→ **Data in this exercise**
┄┄┄┄┄┄
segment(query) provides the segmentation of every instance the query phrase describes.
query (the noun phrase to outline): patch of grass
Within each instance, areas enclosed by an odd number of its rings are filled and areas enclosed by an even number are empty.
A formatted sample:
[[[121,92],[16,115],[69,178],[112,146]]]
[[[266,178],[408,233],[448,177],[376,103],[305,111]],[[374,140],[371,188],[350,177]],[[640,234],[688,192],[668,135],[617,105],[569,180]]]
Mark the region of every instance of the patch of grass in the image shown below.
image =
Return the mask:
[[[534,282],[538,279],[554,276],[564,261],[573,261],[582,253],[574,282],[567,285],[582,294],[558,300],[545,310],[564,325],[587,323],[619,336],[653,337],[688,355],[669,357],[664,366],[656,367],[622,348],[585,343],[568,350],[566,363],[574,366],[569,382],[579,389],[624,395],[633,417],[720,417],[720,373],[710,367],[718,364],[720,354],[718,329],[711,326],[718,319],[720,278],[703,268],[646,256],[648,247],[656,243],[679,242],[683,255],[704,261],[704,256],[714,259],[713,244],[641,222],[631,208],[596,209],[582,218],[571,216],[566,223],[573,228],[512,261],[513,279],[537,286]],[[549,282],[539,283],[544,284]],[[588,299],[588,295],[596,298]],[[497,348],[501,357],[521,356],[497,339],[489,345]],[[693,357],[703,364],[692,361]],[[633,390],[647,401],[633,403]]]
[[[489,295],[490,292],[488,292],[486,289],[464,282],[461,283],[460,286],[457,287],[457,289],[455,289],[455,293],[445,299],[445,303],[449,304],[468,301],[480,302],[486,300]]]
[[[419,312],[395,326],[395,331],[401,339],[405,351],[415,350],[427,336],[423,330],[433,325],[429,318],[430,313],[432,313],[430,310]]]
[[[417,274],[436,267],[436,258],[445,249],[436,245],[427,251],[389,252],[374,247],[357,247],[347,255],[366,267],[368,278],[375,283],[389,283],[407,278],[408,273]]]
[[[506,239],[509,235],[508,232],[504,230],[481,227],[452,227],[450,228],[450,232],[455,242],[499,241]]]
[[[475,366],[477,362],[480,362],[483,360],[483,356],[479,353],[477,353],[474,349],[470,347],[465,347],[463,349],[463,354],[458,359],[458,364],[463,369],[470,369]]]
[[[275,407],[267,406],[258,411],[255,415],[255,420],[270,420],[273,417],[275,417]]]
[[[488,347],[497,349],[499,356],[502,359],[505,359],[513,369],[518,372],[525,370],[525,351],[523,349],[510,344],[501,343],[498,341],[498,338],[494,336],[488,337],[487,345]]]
┄┄┄┄┄┄
→ **Instructions to follow**
How many lines in the entries above contain the string "grass"? Treat uppercase and lowercase as different, and give only the number.

→ **Solution**
2